# Objective:
Reproduce all of the rows below, switching "maroon" to "burgundy" and leaving everything else unchanged.

# Data extract:
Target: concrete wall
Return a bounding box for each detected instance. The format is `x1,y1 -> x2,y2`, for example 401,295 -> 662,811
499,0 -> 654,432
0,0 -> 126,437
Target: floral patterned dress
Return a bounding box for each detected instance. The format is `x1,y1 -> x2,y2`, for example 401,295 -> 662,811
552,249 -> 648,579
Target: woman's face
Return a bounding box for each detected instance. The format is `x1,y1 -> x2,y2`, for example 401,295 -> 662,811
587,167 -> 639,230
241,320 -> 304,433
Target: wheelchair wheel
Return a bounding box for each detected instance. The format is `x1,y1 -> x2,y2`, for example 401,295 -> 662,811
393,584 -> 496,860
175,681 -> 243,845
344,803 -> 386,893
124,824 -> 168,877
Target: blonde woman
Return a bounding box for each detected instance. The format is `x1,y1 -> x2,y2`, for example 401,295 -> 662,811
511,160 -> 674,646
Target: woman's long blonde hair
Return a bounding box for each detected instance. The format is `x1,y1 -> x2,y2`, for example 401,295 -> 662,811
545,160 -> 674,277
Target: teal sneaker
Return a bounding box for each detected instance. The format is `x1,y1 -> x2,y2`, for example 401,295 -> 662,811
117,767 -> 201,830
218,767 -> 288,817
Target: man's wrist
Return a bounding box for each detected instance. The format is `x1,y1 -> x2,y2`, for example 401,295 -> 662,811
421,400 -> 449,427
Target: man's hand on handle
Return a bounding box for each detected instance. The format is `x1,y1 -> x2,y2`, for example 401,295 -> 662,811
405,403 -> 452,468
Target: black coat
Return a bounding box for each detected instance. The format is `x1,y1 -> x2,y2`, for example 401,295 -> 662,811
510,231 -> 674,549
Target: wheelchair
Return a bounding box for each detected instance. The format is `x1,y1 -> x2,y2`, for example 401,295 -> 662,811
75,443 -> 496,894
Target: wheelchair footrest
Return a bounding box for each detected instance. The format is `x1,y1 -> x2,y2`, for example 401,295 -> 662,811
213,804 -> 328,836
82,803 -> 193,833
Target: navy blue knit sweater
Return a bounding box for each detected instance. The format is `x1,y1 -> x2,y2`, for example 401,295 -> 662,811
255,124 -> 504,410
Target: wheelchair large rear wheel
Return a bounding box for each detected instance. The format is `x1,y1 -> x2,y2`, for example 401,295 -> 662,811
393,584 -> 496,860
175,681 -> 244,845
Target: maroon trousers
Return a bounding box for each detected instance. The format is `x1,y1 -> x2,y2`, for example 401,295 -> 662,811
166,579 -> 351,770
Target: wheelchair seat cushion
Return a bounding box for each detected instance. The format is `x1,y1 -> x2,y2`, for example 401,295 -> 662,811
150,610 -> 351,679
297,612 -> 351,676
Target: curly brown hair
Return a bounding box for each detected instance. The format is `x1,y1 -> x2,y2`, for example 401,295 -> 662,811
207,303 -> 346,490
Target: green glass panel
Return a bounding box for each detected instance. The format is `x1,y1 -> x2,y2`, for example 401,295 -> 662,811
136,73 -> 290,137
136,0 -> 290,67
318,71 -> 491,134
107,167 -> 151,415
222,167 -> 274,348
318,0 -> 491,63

# Full answer:
Target: concrete wall
Return a bounding box for each detected instance. The format is `x1,y1 -> x2,y2`, for example 401,295 -> 662,811
499,0 -> 654,432
0,0 -> 126,437
Target: floral patterned dress
Return a bounding box for each detected instance. The format is `x1,y1 -> x2,y2`, for example 401,295 -> 662,811
552,249 -> 648,579
Target: woman's face
Return a bounding box for each detected instance. The format is `x1,y1 -> x2,y2`, for example 401,295 -> 662,811
587,167 -> 639,230
241,320 -> 304,433
Target: wheelchair wheel
Return a bounding box for each detected instance. The format is `x1,y1 -> x2,y2`, for example 401,295 -> 662,811
393,584 -> 496,860
175,681 -> 243,845
344,803 -> 386,893
124,824 -> 168,877
Target: blonde woman
Return a bounding box for each detected instance. The format is `x1,y1 -> x2,y2`, for example 401,295 -> 662,811
511,160 -> 674,646
Target: woman's long blonde hair
Return a bounding box for each detected instance. The format is `x1,y1 -> x2,y2`, for example 401,295 -> 662,811
545,160 -> 674,277
Target: teal sneaker
Return a bounding box for each detected instance. The format is `x1,y1 -> x2,y2`, for example 401,295 -> 662,811
117,767 -> 201,830
218,767 -> 288,817
Target: man's wrist
Return a bounding box for each detected instance. The format is `x1,y1 -> x2,y2`, for example 401,295 -> 662,811
421,400 -> 449,427
Target: man's hand on handle
Return a bounding box for each detected instance. The format is `x1,y1 -> x2,y2`, for example 401,295 -> 662,811
405,403 -> 452,468
Target: black coat
Return a bounding box for each detected instance. The format is `x1,y1 -> x2,y2`, for example 401,295 -> 662,811
510,231 -> 674,549
Target: wheelchair
Return a bounding box for each detected instance. The format is `x1,y1 -> x2,y2`, for example 401,295 -> 662,811
75,443 -> 496,894
Target: wheelchair footrest
Return a bounding box for each detected instance. The format is `x1,y1 -> x2,y2`, for example 401,295 -> 662,811
213,804 -> 328,836
82,803 -> 193,833
Target: navy blue knit sweater
Return a bounding box for each detected instance. The format is `x1,y1 -> x2,y2`, for example 401,295 -> 662,811
255,124 -> 504,410
Target: wheelchair large rear wheel
Return a bounding box for each detected instance. The format is `x1,y1 -> x2,y2`, for example 401,295 -> 662,811
393,584 -> 496,860
175,681 -> 244,845
Target: burgundy trousers
Return a bounding box for each detected instance. The format is `x1,y1 -> x2,y2`, for example 401,295 -> 662,811
166,579 -> 351,770
Target: wheelchair seat cushion
Return a bounding box for each detected instance. The format is `x1,y1 -> x2,y2`, for example 401,295 -> 662,811
150,610 -> 351,679
297,612 -> 351,676
Target: curly brown hair
Return a bounding box for each detected instance. The format is `x1,y1 -> x2,y2`, for example 401,295 -> 662,811
207,303 -> 346,490
Target: green glass panel
Return a bounding box for each detected instance. The format is `x1,y1 -> x2,y2`, for example 401,295 -> 662,811
136,73 -> 290,137
136,0 -> 290,67
318,71 -> 491,134
107,167 -> 151,415
222,167 -> 274,348
318,0 -> 491,63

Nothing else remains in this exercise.